**Tasks for this exercise:**
[1] Answer these from the indenture text on repayment to the Company or Guarantor:
(a) How long must money for payments remain unclaimed before the Trustee and the Paying Agent pay it to the Company?
(b) Upon whose written request do the Trustee and the Paying Agent pay excess money or Government Obligations?
(c) After payment to the Company, in what capacity must Holders entitled to the money look to the Company for payment?
[2] Continue the indenture text on repayment and reinstatement from where it stops.

**Reading text:**
↓↓↓
SECTION 8.03 Repayment to Company or Guarantor.

The Trustee and the Paying Agent shall promptly pay to the Company or the Guarantor any excess money or Government Obligations (or proceeds therefrom) held by them at any time upon the written request of the Company.

Subject to the requirements of any applicable abandoned property laws, the Trustee and the Paying Agent shall pay to the Company upon written request any money held by them for the payment of principal, premium (if any), interest or any Additional Amounts that remain unclaimed for two years after the date upon which such payment shall have become due. After payment to the Company, Holders entitled to the money must look to the Company for payment as general creditors unless an applicable abandoned property law designates another Person, and all liability of the Trustee and the Paying Agent with respect to such money shall cease.

SECTION 8.04 Reinstatement.
↑↑↑
**Data excerpts:**
↓↓↓
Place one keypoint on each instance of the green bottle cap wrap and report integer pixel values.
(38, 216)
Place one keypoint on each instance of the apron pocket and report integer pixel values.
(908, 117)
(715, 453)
↑↑↑
**The answers:**
[1]
(a) Two years after the date the payment became due.
(b) The Company.
(c) As general creditors.

[2]
If the Trustee or the Paying Agent is unable to apply any money or Government Obligations deposited with respect to Securities of any series in accordance with Section 8.01 by reason of any legal proceeding or by reason of any order or judgment of any court or governmental authority enjoining, restraining or otherwise prohibiting such application, the obligations of the Company and the Guarantor under this Indenture with respect to the Securities of such series and under the Securities of such series shall be revived and reinstated as though no deposit had occurred pursuant to Section 8.01 until such time as the Trustee or the Paying Agent is permitted to apply all such money or Government Obligations in accordance with Section 8.01; provided, however, that if the Company or the Guarantor has made any payment of principal of, premium (if any) or interest on or any Additional Amounts with respect to any Securities because of the reinstatement of its obligations, the Company or the Guarantor, as the case may be, shall be subrogated to the rights of the Holders of such Securities to receive such payment from the money or Government Obligations held by the Trustee or the Paying Agent.

ARTICLE IX

SUPPLEMENTAL INDENTURES AND AMENDMENTS

SECTION 9.01 Without Consent of Holders.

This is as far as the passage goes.